[Named object pointing entries]
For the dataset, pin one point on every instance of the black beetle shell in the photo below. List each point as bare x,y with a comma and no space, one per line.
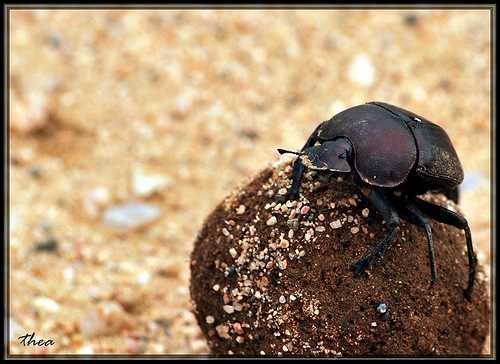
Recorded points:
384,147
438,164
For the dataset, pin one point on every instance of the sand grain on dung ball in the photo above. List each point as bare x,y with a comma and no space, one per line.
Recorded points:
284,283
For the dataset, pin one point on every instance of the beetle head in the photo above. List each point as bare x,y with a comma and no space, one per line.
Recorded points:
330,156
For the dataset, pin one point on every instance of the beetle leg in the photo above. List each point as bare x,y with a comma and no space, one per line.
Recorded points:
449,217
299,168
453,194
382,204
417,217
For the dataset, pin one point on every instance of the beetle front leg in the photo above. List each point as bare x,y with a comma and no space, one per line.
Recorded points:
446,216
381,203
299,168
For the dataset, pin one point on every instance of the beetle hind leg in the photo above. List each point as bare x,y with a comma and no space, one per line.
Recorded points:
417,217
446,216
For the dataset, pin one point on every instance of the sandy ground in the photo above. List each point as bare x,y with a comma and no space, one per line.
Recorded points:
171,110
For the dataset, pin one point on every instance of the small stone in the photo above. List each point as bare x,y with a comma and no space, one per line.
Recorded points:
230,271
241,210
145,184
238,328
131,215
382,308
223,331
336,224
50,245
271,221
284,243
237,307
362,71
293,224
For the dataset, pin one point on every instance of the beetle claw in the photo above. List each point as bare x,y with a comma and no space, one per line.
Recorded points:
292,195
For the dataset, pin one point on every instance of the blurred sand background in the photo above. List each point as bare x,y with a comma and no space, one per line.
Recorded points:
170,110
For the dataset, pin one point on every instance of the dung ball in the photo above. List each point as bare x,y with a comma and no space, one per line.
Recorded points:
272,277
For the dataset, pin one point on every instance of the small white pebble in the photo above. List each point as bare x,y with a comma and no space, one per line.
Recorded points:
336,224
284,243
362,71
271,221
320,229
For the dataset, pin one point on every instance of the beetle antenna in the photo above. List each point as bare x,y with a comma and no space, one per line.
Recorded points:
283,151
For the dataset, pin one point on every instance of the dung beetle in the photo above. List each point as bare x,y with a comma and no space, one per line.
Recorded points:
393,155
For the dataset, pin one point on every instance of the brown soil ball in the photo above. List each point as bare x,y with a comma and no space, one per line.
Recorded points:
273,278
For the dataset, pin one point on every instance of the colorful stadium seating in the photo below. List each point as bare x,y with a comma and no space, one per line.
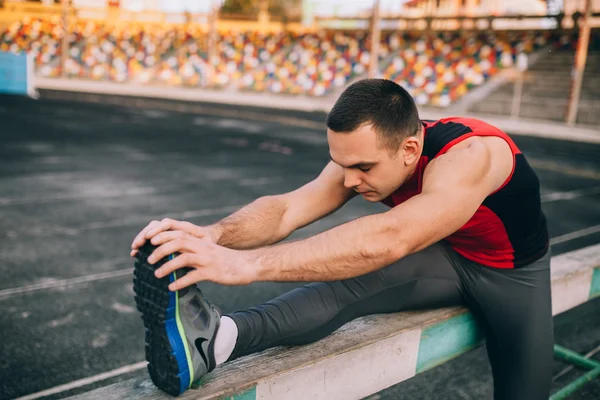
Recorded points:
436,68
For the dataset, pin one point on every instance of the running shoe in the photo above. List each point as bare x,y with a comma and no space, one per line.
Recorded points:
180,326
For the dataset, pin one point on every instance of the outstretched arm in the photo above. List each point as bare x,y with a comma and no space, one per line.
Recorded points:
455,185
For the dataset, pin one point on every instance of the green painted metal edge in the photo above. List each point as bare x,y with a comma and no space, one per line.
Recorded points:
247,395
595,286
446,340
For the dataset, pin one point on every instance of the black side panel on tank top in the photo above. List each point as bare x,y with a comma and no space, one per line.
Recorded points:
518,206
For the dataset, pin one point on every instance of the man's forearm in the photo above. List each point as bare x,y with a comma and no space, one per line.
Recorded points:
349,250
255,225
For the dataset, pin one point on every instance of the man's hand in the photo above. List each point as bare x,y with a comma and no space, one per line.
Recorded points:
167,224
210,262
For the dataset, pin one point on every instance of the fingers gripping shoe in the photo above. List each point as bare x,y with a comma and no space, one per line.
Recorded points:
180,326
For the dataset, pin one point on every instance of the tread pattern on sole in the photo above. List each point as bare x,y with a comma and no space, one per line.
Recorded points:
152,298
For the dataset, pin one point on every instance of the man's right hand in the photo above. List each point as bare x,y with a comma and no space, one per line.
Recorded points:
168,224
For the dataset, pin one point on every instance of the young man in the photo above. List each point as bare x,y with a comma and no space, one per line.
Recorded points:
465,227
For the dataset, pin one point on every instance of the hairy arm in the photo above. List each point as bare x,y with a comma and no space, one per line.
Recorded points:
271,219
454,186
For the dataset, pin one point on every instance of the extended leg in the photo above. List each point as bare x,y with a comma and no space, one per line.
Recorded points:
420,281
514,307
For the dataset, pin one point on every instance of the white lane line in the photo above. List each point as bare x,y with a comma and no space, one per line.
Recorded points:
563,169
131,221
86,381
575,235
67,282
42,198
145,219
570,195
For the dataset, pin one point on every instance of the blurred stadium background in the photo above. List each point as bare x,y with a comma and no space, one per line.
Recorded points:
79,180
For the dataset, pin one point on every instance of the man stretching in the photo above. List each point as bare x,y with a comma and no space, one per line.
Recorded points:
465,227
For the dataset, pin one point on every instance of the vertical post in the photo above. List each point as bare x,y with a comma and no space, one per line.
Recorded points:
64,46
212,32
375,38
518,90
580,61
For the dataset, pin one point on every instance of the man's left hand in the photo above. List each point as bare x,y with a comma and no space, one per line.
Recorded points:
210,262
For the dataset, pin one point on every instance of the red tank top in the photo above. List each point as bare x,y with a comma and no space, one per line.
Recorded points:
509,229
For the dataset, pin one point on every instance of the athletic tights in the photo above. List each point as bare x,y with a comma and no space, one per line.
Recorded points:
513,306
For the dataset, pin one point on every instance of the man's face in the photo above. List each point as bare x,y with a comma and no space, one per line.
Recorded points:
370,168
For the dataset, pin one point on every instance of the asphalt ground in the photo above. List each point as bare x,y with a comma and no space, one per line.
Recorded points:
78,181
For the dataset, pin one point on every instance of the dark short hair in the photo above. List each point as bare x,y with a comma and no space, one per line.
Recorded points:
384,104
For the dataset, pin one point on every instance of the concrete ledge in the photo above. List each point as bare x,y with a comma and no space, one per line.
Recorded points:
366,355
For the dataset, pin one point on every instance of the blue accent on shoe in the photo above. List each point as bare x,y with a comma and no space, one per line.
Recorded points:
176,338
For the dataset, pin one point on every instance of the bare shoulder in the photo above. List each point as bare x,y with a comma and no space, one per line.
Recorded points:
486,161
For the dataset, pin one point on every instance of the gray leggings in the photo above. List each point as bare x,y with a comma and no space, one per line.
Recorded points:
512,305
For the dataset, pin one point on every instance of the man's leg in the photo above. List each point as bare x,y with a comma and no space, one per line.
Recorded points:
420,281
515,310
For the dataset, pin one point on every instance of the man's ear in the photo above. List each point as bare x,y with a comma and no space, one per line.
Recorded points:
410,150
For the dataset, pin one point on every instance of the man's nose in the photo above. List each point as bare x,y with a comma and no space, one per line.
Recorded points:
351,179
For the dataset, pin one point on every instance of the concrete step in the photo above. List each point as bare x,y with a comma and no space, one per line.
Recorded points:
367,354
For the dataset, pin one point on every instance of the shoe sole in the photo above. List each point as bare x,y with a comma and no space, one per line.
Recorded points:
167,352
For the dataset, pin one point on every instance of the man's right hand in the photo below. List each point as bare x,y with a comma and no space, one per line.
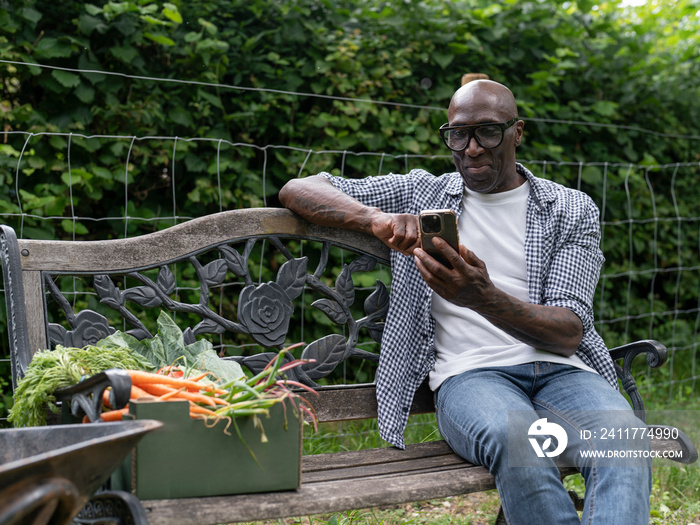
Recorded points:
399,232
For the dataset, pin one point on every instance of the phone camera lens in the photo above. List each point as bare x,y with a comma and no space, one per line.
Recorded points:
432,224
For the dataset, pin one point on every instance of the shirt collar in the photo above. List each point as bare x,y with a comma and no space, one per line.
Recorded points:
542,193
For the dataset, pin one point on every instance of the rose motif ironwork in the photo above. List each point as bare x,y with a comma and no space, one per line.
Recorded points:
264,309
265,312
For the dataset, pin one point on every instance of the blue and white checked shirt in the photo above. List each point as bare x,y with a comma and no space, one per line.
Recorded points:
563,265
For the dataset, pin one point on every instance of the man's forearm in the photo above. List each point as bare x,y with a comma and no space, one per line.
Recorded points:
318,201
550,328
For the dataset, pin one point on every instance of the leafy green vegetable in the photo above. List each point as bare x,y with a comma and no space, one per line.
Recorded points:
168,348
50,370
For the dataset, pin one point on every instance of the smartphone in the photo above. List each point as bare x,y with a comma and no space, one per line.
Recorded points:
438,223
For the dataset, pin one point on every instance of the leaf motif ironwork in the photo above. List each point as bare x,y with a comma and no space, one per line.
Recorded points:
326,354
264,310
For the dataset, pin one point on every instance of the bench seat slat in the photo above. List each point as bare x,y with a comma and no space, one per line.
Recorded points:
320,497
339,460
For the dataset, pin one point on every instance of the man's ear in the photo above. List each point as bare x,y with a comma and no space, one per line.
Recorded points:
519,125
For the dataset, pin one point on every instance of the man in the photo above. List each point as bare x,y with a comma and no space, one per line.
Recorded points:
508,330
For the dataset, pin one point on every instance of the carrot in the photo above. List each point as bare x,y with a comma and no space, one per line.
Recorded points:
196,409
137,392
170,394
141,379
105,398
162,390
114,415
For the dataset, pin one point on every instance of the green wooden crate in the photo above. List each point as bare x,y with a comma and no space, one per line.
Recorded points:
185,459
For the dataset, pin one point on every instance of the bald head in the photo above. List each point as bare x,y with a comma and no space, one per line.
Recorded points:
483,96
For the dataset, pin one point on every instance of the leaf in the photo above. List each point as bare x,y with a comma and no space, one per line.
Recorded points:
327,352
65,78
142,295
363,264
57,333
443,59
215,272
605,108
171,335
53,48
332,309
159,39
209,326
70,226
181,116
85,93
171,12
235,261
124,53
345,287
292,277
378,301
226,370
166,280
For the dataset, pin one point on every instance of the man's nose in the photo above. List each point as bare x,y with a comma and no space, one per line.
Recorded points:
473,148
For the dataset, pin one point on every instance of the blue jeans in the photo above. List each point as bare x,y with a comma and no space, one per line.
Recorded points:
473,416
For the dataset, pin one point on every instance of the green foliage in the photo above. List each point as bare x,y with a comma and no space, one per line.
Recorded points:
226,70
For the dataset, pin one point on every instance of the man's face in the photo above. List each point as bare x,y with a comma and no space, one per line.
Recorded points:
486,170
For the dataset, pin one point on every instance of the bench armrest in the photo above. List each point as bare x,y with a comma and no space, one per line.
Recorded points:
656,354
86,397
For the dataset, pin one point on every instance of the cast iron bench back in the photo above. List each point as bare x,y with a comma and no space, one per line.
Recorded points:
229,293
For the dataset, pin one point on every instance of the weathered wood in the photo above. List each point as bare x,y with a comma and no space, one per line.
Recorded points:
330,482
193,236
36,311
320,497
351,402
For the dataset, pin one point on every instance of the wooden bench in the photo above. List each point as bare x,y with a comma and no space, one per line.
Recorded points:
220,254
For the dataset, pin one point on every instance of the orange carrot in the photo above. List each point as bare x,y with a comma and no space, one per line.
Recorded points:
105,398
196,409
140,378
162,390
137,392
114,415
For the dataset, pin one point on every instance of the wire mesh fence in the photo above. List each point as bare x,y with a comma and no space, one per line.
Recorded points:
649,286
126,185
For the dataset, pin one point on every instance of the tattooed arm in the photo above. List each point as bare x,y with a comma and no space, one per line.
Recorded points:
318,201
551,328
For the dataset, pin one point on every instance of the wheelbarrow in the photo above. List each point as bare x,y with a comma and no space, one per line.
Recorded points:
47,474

• **Directions for this task**
Return the line that contains "of the wooden" along with every line after it through the end of the entries, exactly, adding nothing.

• **Output**
For the dataset, pin one point on every instance of the wooden bench in the photo above. List each point as bare x,y with a comma and no space, one per line.
Recorded points:
220,254
For the dataset, pin one point on every instance of the orange carrot in the photo above. List each point as bare x,y with a comma and no space, one per line.
Recorded points:
105,398
196,409
140,378
162,390
137,392
114,415
For the dataset, pin one point on every instance of the wire mesh fence in the photo above. List each point as bare x,y with a comma and no space, one per line.
Recorded points:
649,286
126,185
For the dataset, pin one point on every instance of the tattooed arm in the photo above. List each point as bare x,y with a comma and no space, one per line.
Recorded points:
318,201
551,328
For the dataset, pin one point on every instance of the wheelbarrow in the photo above. List each point as bare x,y with a comma and no space, one per line.
Recorded points:
47,474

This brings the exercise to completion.